# Records supplied
──────────────────────────────

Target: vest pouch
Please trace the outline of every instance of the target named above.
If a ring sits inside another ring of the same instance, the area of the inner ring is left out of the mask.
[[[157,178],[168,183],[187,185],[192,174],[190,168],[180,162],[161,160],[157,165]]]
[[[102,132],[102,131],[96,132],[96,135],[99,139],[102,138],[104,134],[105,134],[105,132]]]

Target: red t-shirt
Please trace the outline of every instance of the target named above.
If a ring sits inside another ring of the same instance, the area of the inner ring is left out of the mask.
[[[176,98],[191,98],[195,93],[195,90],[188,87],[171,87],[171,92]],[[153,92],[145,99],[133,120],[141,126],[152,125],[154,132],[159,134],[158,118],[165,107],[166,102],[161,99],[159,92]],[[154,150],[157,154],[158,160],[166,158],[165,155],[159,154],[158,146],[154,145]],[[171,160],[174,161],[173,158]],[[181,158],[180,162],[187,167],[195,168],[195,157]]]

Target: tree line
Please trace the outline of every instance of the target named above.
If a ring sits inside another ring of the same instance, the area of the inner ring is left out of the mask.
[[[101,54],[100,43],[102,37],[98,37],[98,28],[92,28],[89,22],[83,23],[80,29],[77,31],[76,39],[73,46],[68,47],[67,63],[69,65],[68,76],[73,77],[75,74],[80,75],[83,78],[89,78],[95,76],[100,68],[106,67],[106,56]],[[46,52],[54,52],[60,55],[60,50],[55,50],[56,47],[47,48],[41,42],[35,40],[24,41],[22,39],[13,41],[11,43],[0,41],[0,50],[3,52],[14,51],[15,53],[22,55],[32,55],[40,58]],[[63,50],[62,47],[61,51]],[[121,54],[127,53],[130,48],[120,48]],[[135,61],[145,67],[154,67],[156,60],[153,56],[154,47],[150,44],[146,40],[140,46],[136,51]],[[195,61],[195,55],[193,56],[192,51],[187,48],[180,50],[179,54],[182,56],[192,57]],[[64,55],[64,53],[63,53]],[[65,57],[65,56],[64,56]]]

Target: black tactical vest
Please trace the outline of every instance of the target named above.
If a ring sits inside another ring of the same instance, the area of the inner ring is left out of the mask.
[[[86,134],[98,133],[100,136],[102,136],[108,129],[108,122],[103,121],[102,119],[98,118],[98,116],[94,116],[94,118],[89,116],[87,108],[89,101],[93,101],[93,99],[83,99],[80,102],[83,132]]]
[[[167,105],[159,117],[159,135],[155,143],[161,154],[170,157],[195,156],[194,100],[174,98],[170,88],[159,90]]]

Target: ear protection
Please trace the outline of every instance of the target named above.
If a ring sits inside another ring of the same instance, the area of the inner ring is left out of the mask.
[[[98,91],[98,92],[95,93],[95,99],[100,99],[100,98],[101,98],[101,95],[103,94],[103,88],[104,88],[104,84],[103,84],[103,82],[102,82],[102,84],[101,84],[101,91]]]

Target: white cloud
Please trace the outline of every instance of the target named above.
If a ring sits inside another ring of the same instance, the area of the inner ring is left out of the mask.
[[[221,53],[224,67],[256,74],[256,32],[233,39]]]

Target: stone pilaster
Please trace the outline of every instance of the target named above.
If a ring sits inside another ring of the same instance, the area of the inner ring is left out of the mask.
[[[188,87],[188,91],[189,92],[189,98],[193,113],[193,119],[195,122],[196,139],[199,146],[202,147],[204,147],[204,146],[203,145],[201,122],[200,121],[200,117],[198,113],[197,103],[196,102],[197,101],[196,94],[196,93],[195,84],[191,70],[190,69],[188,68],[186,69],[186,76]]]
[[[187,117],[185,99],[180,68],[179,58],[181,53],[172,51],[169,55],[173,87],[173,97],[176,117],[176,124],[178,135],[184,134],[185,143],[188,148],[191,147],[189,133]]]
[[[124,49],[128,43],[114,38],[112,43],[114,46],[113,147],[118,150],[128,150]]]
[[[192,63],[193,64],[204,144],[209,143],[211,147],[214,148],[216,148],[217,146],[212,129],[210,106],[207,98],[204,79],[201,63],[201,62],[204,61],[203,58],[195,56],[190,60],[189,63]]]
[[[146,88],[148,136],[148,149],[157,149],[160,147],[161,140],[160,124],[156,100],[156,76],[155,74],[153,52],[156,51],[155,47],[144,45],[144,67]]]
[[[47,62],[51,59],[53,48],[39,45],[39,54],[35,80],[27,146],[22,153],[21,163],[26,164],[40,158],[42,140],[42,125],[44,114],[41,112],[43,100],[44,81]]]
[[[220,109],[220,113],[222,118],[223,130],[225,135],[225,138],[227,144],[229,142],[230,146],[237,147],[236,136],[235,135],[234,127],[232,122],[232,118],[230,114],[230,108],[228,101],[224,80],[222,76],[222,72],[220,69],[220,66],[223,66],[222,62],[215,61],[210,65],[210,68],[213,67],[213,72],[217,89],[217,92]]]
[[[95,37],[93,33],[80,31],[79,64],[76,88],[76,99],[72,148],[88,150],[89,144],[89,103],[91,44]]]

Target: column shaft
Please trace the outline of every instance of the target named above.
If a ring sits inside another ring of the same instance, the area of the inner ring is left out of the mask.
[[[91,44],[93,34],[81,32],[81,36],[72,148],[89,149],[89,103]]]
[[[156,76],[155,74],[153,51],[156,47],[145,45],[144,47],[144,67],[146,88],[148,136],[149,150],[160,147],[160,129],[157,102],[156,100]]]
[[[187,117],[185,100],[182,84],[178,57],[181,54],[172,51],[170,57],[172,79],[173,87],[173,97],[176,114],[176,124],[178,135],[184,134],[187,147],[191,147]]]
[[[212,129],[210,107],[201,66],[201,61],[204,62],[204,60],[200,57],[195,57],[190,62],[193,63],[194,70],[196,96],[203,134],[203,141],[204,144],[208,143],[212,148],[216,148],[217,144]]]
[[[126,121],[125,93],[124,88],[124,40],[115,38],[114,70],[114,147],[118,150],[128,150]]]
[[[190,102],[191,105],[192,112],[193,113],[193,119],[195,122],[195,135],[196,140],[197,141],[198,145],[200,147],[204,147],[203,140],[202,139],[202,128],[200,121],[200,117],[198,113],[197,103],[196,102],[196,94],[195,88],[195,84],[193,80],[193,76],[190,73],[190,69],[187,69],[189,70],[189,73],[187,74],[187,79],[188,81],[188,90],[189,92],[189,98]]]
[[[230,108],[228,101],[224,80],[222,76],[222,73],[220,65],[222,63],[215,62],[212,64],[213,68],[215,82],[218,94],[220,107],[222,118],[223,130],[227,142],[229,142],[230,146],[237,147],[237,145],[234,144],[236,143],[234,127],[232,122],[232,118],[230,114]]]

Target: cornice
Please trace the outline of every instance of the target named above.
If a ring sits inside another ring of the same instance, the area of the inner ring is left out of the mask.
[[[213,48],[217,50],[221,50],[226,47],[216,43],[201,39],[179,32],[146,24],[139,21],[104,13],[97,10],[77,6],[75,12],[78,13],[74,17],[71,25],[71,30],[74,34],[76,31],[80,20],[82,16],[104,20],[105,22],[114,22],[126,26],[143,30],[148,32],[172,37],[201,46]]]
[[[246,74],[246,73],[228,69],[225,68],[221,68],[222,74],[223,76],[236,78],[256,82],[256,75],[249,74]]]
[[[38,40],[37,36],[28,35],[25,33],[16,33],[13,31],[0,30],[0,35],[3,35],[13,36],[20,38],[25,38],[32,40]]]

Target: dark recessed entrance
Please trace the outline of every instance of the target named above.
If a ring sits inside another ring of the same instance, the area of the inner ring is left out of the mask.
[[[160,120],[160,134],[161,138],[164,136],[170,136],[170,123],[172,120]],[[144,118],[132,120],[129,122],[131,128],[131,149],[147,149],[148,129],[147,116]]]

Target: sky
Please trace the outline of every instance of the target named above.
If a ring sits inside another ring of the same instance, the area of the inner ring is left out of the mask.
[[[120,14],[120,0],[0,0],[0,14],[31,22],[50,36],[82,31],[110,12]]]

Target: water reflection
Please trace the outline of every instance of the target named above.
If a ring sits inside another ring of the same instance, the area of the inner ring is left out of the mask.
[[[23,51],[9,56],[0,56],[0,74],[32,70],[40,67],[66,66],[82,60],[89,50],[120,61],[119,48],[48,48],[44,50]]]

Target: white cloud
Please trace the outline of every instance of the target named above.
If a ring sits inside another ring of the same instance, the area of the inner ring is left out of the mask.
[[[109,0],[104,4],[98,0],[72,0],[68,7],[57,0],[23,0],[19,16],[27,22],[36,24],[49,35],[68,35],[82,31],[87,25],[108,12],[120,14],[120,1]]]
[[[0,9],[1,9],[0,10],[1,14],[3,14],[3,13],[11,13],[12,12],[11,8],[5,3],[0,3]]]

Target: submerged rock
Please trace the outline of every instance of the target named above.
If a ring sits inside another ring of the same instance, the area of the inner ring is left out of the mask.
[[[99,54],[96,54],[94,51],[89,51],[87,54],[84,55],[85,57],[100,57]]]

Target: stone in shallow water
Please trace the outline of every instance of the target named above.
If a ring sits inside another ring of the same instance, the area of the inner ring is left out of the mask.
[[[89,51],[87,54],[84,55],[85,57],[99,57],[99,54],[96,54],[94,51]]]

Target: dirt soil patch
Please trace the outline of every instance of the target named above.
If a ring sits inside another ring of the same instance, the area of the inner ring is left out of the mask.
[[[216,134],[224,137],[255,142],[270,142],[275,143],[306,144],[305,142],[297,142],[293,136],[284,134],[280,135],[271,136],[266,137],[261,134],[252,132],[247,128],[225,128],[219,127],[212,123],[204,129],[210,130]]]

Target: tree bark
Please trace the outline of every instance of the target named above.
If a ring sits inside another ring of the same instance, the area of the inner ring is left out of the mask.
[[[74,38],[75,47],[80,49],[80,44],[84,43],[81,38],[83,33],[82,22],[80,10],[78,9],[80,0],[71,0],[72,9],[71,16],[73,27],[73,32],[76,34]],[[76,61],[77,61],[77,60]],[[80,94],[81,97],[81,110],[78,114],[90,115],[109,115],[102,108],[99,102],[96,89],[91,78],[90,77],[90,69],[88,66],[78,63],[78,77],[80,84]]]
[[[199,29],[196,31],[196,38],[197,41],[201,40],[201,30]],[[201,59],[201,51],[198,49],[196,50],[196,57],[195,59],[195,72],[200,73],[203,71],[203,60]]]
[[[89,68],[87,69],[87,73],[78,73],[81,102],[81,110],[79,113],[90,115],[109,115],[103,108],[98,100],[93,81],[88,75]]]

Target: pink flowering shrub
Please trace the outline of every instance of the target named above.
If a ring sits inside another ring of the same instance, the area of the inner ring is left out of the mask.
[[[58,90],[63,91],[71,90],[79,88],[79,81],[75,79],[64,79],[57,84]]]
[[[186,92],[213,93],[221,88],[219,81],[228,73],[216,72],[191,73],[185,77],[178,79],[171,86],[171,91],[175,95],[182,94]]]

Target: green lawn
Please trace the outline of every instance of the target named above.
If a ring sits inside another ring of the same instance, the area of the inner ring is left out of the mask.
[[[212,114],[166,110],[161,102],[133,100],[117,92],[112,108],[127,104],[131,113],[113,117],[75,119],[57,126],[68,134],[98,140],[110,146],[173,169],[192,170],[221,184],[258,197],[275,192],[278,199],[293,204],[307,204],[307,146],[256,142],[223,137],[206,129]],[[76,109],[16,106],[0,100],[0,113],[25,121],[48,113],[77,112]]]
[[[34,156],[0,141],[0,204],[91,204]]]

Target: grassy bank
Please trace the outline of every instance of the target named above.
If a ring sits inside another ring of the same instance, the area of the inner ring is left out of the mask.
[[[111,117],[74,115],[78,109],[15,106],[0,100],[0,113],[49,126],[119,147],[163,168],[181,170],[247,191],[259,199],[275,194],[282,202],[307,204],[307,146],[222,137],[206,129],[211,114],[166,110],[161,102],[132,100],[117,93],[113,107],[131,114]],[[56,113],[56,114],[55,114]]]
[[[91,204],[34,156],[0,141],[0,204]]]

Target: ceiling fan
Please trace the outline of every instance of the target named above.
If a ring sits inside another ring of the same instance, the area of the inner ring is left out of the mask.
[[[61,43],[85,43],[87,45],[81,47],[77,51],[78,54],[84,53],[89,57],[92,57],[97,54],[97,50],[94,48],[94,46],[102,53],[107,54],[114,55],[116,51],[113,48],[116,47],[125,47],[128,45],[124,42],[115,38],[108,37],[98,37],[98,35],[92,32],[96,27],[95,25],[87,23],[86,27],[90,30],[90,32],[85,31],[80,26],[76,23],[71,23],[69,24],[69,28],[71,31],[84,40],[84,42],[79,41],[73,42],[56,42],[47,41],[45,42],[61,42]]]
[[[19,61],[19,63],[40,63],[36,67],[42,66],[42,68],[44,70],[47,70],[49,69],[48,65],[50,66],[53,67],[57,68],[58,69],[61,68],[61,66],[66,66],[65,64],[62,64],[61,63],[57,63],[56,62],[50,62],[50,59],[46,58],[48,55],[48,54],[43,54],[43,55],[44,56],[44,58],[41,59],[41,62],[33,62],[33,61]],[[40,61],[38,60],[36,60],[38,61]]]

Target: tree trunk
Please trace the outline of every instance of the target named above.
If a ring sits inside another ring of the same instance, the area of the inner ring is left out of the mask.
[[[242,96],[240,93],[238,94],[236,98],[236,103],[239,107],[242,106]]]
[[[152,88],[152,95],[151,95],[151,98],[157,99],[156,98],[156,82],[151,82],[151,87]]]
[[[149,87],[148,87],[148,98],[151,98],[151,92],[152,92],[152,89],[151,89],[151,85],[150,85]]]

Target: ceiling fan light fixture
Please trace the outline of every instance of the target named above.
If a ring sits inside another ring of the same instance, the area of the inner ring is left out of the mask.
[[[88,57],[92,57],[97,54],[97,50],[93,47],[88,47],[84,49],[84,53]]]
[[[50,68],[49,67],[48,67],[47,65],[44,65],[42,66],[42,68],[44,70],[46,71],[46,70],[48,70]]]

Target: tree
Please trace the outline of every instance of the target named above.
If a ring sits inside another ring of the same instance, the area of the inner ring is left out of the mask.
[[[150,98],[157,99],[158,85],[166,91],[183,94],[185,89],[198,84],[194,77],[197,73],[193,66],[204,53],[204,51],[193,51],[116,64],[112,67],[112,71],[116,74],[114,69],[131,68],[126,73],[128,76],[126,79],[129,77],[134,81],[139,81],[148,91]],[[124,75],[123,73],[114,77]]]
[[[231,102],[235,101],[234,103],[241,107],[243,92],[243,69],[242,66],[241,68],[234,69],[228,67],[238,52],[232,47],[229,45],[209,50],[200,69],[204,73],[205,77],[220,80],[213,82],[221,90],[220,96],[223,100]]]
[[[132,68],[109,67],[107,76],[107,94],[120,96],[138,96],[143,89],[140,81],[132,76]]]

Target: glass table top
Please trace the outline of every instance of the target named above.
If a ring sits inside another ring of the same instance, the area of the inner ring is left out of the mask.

──────────────────────────────

# Goal of the exercise
Pick out and copy every line of the material above that contains the word "ceiling", counting a match only when the case is the same.

# Response below
Target: ceiling fan
Target: ceiling fan light fixture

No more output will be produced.